── Record excerpts

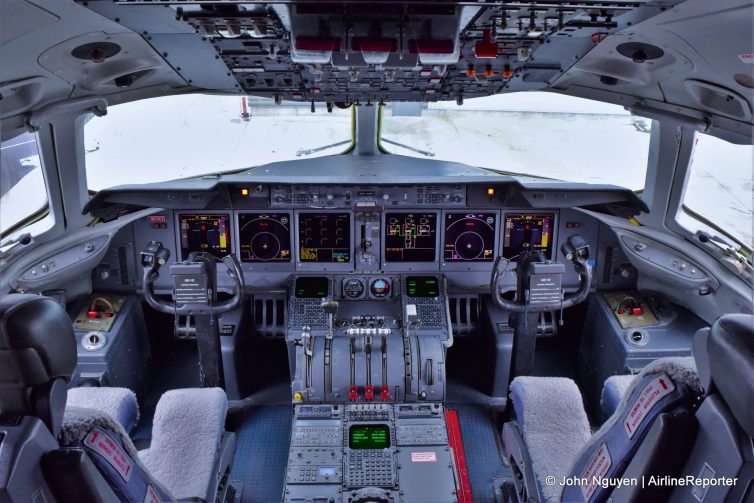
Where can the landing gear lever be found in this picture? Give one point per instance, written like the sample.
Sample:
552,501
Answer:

────
── Record excerpts

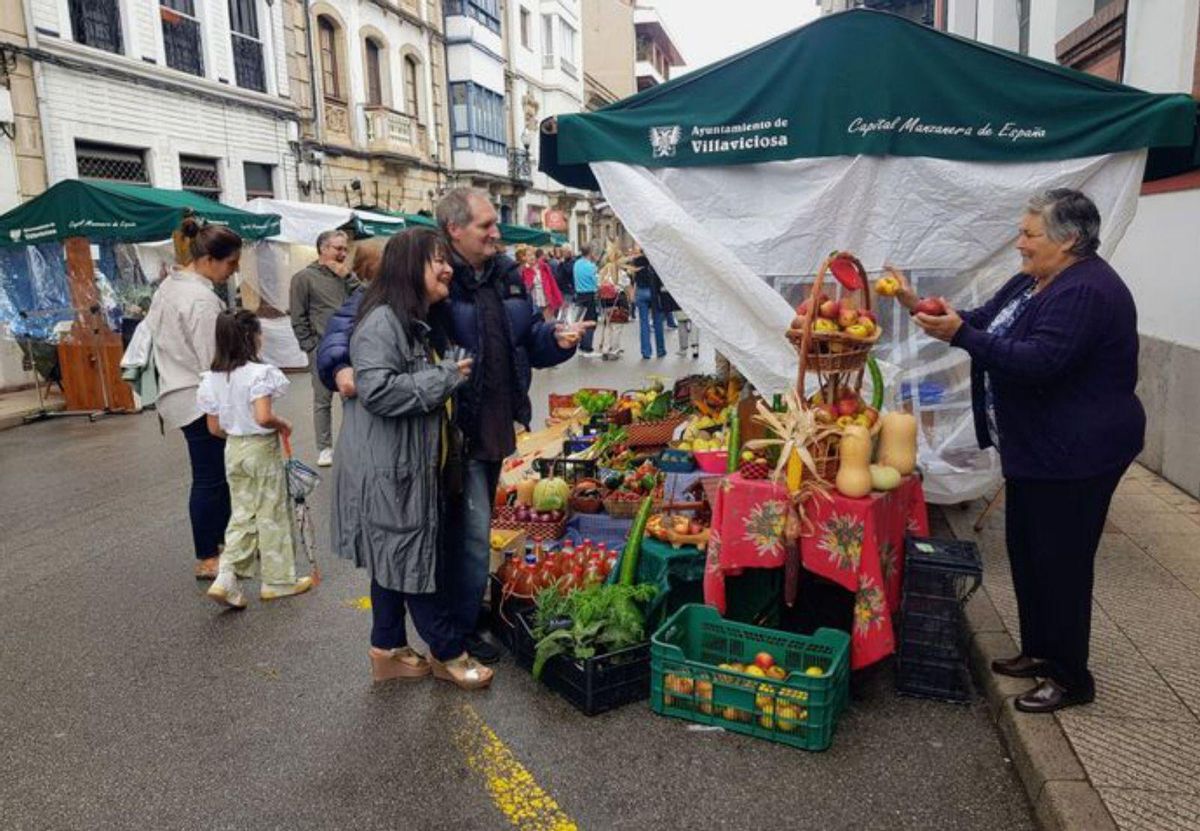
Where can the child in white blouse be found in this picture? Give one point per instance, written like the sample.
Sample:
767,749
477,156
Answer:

────
── Record excerpts

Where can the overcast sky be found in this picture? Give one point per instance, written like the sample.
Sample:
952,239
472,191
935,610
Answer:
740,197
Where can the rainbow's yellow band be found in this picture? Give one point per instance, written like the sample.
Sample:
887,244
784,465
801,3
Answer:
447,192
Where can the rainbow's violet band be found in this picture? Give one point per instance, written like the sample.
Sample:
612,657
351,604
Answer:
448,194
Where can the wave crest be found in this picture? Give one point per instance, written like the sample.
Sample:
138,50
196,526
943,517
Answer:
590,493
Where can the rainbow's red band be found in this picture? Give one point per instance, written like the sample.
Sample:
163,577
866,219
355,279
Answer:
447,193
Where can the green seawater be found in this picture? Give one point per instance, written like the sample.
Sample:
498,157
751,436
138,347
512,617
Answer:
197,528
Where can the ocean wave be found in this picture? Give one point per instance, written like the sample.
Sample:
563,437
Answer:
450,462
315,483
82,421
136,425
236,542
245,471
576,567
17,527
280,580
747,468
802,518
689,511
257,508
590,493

────

Your task:
For every line in the data above that holds "rainbow", return the line itself.

Task result:
Where can the rainbow's yellow band be found in this picture? Give one point per instance, written like the sample.
Where can the rainbow's violet band be found in this picture? Give one point per instance, written like the sample.
Where can the rainbow's red band be found in this picture? Give one point per instance, written like the sample.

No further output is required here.